■ **Work to do**
Reproduce the records below verbatim, beginning with the line containing "Locate every instance of the corrugated" and continuing through the line containing "(1176, 394)", including both of those lines.

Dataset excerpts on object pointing
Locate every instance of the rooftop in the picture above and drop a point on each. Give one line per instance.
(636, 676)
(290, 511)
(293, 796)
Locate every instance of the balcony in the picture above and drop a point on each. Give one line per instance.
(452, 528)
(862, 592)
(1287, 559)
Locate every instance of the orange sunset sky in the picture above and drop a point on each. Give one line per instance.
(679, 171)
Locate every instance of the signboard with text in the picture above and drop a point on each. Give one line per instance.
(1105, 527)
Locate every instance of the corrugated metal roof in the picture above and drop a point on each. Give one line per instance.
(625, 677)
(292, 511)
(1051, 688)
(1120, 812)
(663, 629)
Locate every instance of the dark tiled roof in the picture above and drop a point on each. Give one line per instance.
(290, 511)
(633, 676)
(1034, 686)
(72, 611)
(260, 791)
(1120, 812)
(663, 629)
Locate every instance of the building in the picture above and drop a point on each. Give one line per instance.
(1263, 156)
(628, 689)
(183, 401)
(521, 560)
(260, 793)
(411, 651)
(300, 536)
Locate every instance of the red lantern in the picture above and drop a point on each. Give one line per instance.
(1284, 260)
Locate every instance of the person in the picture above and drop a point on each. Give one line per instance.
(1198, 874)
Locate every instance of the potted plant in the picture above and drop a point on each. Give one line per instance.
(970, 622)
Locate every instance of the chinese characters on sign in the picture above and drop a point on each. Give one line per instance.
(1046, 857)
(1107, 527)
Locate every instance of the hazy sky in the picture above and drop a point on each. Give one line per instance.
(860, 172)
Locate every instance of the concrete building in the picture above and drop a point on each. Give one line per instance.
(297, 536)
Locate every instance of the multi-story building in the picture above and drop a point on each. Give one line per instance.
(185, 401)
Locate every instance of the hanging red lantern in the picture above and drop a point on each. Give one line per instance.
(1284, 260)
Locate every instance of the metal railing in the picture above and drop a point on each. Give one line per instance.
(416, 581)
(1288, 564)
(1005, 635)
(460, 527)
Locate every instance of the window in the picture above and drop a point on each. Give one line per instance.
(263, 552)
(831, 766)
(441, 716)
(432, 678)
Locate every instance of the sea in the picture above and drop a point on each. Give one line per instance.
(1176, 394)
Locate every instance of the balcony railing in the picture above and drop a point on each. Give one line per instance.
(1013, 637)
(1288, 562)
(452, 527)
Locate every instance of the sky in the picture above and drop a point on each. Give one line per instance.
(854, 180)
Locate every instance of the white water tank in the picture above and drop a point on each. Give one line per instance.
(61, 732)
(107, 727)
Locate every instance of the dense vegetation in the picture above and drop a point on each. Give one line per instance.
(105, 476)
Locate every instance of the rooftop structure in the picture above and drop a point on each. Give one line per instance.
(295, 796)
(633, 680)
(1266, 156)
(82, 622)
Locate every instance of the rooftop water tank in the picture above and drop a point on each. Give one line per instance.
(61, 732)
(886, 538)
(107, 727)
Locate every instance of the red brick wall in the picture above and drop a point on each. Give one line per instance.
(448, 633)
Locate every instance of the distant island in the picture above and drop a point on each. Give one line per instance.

■ **Full response**
Locate every instance of the corrugated metal roof in the picture above and drop a point on each. Give one line per instance.
(625, 677)
(292, 511)
(1051, 688)
(1120, 812)
(663, 629)
Locate every instance of the dark tiled roof in the picture above and drop a point on each. Give one line per instance.
(290, 511)
(633, 676)
(1034, 686)
(72, 611)
(260, 791)
(1120, 812)
(663, 629)
Locate every instance of the building in the picture above and drop a point on each. Give one line per instance.
(1263, 156)
(628, 689)
(183, 401)
(521, 560)
(260, 793)
(411, 651)
(300, 536)
Locate every instance of the red lantern in the picture above and drop a point on each. Give one line per instance.
(1284, 260)
Locate every instance of the person in the picture above and drop a point on each. Give one line per instance.
(1198, 874)
Locate every instance of the potted plant in the picture above and drop a point on each. Give one line per instance.
(970, 622)
Locate every instance of the chinese characters on sign in the picture above and drop a point on each. Give one line per instance.
(1046, 857)
(1107, 527)
Locate every instance of the hazy sky in the picture above and drop a point on each. Give one line per instance.
(860, 172)
Locate every instance of the concrete building in the picture above and drop a point on each. Give one line per instance.
(297, 536)
Locate every instance of the multi-story building in the picture above and drop a point on each. Give one line per instance.
(185, 401)
Locate every instance of the hanging red lantern in the picture above and drop a point on each. Give one line per instance.
(1284, 260)
Locate every instance of the metal railing in the picture above and drop a point on each. Give one line per instance.
(416, 581)
(1288, 564)
(1005, 635)
(460, 527)
Locate every instance of the window in the picture above and drop a point on each. Give one line per instance.
(263, 552)
(831, 766)
(441, 716)
(432, 678)
Locate every instance of the sea in the picture above and drop a point on each. Give one line per instance.
(1176, 394)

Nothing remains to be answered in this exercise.